Эмиль Паин: Что такое русские магазины, русские рестораны – это же советские магазины, советские рестораны, в том смысле, что они используются и русскими, и евреями, и грузинами, и армянами. Я недавно в Берлине встретил грузина, который сказал: "Тут есть грузины, но я больше общаюсь с местными русскими, они как-то понятнее". И есть некоторые латыши и эстонцы, которые входят в это же сообщество.

Сергей Медведев: То есть культурный код в итоге получается больше советский?

Евреи, пережившие погромы, которые туда приехали, не вспоминали о походах на Константинополь, они вспоминали о черте оседлости

Эмиль Паин: Он сложнее. Евреи, пережившие погромы, которые туда приехали, не вспоминали о походах на Константинополь, они вспоминали о черте оседлости, у них не было этой части кода. И те, кто приехал после "борьбы с коспомолитами", тоже не сильно думали о величии империи. Правда, в постсоветское время, когда кончился государственный антисемитизм, появились некие более общие объединяющие вещи. Тем не менее и сегодня это все-таки разные вещи.

Важно другое. Доля интеллигентных людей с либеральными настроениями, которые туда приехали, явно не выше той, которую мы видим здесь, то есть их там явно не может быть больше, они не могут быть абсолютным большинством среди волны эмигрантов, приехавших после 90-х.

Сергей Медведев: Едут более мобильные люди, более открытые, более образованные.

Эмиль Паин: Едут очень разные люди. Мы говорим о тех, кто переехал на социал. Для меня было бы совершенно невыносимо, невозможно, чтобы я поехал на дожитие в какую-нибудь страну, получал бы пособие. То есть это совсем другой класс людей.

Сергей Медведев: А успешных русских, конечно, меньше?

Эмиль Паин: Успешные русские в этой когорте не попадаются.

Сергей Медведев: Я рекомендую посмотреть интервью Евгения Чичваркина на Свободе – он говорит про русский Лондон. В Лондоне, учитывая его дороговизну, учитывая, что туда едут в основном бизнесмены по юридическим и экономическим соображениям, уровень поддержки Путина практически нулевой.

• [Письменное задание 1]
В листинге ниже замените «metal railing» на «iron fence» и приведите его целиком, ничего больше не меняя.

• [Исходный листинг]
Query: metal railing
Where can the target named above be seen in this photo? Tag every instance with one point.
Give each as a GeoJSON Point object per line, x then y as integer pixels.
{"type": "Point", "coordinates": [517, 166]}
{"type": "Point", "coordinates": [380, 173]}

• [Письменное задание 2]
Перепишите без изменений фрагмент отрывка о русских эмигрантах от «Важно другое. Доля» до «другой класс людей.».

• [Решение 1]
Query: iron fence
Where can the target named above be seen in this photo? Tag every instance with one point.
Give each as a GeoJSON Point object per line, x then y as integer pixels.
{"type": "Point", "coordinates": [517, 166]}
{"type": "Point", "coordinates": [380, 173]}

• [Решение 2]
Важно другое. Доля интеллигентных людей с либеральными настроениями, которые туда приехали, явно не выше той, которую мы видим здесь, то есть их там явно не может быть больше, они не могут быть абсолютным большинством среди волны эмигрантов, приехавших после 90-х.

Сергей Медведев: Едут более мобильные люди, более открытые, более образованные.

Эмиль Паин: Едут очень разные люди. Мы говорим о тех, кто переехал на социал. Для меня было бы совершенно невыносимо, невозможно, чтобы я поехал на дожитие в какую-нибудь страну, получал бы пособие. То есть это совсем другой класс людей.